--- Supplied entries ---

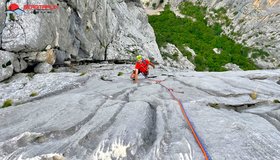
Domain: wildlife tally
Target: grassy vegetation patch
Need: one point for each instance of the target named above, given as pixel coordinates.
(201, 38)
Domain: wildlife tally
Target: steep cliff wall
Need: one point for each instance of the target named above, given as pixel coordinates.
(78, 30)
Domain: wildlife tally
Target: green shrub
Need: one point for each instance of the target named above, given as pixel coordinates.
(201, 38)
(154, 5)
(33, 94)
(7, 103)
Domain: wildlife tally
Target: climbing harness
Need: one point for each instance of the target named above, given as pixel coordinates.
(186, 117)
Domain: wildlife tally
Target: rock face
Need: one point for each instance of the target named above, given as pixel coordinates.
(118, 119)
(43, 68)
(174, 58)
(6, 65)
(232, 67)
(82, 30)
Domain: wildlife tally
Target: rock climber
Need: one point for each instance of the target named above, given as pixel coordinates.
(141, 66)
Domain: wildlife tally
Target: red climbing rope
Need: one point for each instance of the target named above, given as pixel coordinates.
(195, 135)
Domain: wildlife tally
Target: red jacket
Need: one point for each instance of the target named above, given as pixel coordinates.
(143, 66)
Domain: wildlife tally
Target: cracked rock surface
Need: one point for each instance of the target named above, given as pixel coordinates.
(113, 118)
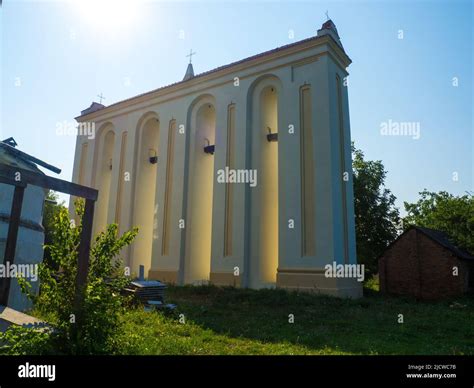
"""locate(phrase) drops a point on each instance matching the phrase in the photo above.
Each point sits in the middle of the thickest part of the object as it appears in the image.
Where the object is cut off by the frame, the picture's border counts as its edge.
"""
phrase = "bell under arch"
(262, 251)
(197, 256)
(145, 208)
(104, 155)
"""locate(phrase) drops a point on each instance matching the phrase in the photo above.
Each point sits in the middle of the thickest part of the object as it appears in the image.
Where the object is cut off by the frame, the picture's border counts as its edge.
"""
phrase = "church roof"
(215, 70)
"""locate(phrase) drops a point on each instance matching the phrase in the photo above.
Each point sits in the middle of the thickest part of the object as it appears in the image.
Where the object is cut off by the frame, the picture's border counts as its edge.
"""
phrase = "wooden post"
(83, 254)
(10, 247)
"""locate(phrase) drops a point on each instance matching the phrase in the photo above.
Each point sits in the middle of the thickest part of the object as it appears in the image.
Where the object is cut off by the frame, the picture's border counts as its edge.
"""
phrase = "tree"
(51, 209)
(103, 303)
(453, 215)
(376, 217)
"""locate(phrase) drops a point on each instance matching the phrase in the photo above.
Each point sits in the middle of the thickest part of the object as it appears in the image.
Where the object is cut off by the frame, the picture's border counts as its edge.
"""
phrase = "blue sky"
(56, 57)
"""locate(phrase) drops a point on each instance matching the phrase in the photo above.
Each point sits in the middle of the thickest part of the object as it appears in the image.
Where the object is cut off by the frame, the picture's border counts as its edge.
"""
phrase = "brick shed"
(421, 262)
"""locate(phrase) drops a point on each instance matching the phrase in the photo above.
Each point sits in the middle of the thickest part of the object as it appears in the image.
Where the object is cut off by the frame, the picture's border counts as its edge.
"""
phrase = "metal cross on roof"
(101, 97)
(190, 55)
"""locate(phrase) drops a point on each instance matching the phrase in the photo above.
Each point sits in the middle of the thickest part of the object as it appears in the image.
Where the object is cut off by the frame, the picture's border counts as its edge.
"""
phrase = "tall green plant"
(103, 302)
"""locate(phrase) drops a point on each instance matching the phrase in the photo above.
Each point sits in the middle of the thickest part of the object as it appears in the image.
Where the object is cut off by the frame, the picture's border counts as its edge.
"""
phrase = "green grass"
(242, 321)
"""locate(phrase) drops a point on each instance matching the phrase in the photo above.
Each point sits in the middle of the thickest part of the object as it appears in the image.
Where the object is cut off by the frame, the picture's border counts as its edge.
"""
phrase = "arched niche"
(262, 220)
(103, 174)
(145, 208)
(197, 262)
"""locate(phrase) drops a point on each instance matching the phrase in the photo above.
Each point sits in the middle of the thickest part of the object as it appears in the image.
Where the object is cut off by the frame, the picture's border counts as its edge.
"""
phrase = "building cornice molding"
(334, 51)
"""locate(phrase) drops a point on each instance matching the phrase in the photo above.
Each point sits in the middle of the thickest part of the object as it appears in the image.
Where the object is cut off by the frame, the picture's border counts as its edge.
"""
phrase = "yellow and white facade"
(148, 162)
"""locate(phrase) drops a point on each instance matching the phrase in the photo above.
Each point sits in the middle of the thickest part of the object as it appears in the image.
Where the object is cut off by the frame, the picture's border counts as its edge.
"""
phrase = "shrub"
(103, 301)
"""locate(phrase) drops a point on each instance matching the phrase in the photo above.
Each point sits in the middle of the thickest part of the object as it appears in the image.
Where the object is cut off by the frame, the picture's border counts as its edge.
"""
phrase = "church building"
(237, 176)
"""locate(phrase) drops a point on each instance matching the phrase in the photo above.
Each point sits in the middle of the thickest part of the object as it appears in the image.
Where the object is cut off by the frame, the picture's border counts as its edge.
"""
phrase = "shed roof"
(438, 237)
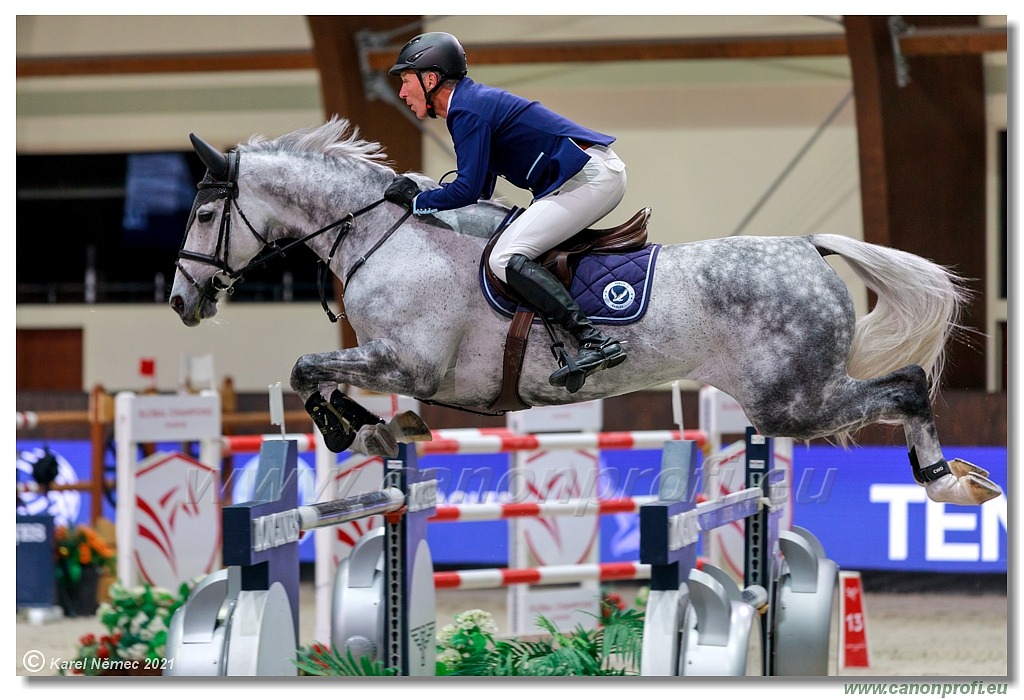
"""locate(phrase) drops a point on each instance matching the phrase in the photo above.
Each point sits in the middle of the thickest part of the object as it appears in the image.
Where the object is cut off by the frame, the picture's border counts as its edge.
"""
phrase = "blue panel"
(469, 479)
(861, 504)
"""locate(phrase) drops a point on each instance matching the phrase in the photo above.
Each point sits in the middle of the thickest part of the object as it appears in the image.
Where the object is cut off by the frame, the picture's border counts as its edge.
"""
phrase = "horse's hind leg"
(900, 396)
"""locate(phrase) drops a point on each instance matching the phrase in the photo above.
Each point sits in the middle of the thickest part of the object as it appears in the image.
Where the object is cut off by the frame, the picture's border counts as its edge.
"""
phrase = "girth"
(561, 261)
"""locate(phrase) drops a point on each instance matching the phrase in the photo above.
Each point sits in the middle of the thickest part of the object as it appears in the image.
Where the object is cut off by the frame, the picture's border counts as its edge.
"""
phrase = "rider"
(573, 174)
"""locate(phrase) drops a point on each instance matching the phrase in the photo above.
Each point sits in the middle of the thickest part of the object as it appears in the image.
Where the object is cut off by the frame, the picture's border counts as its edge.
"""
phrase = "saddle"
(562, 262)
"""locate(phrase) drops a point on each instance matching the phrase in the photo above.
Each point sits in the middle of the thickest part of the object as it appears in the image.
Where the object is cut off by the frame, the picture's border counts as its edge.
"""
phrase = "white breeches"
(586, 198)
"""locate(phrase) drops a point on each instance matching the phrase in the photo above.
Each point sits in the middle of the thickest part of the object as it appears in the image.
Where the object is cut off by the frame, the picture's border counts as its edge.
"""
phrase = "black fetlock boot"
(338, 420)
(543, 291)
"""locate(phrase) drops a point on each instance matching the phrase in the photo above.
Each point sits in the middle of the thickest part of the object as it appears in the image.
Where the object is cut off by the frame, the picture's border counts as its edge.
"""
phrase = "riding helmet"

...

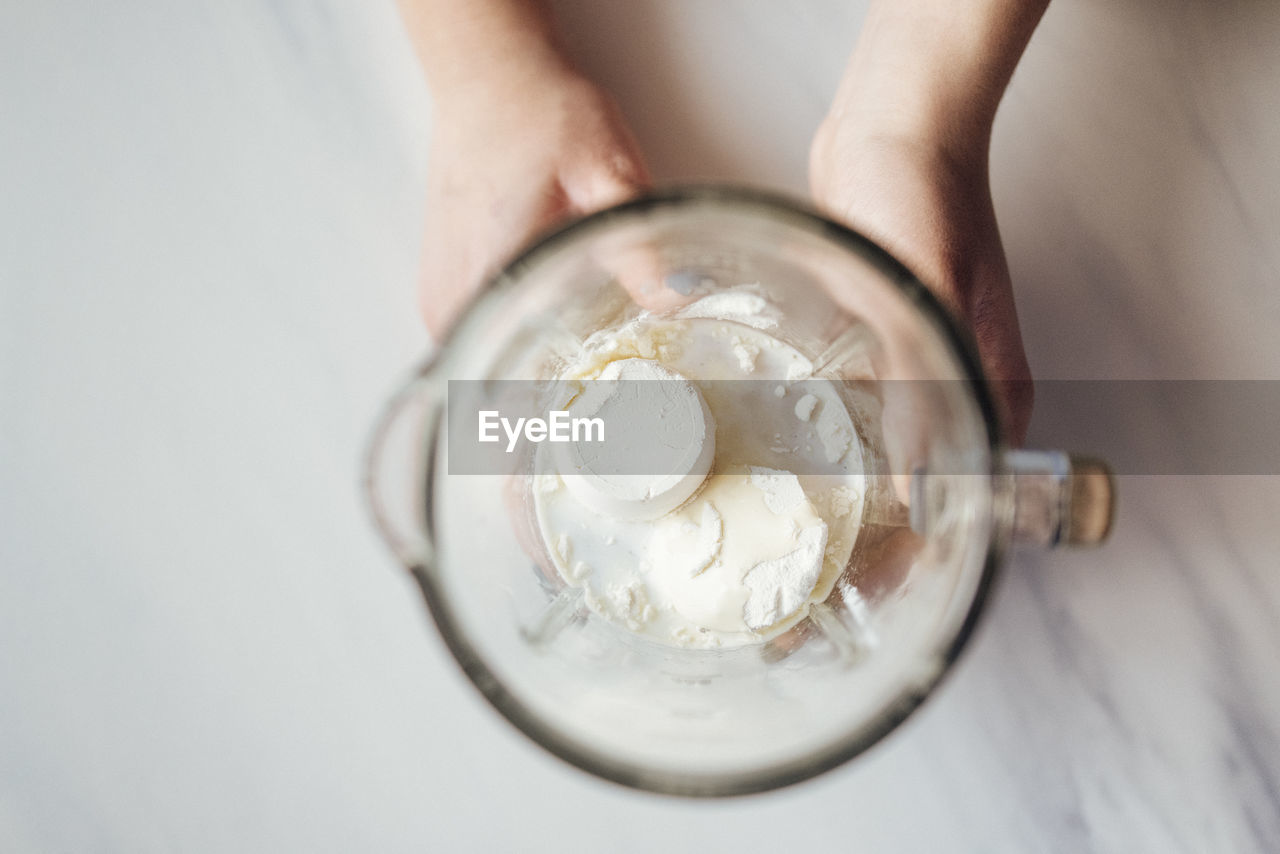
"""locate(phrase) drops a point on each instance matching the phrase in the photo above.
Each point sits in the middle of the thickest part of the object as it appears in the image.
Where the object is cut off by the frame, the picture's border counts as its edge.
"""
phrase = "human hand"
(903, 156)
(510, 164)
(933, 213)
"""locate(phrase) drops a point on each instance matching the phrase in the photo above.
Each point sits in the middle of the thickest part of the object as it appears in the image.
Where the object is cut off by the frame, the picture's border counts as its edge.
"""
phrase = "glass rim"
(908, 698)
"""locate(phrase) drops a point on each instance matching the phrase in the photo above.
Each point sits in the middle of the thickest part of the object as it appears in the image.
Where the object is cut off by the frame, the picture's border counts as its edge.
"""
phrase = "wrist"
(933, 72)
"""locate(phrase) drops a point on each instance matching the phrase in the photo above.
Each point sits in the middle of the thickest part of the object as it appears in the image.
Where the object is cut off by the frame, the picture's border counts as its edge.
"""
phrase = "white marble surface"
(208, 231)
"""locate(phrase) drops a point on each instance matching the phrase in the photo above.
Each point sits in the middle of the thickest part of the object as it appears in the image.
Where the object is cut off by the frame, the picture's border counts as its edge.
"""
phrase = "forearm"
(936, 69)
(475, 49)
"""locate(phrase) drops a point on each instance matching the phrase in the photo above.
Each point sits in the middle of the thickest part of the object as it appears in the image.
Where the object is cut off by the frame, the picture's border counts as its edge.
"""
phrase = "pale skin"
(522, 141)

--- Exercise brief ---
Please list each line of the data above that contains the string "roof", copying every such line in full. Case counts.

--- Exercise answer ---
phrase = "church roof"
phrase = "metal cross on roof"
phrase = "shed roof"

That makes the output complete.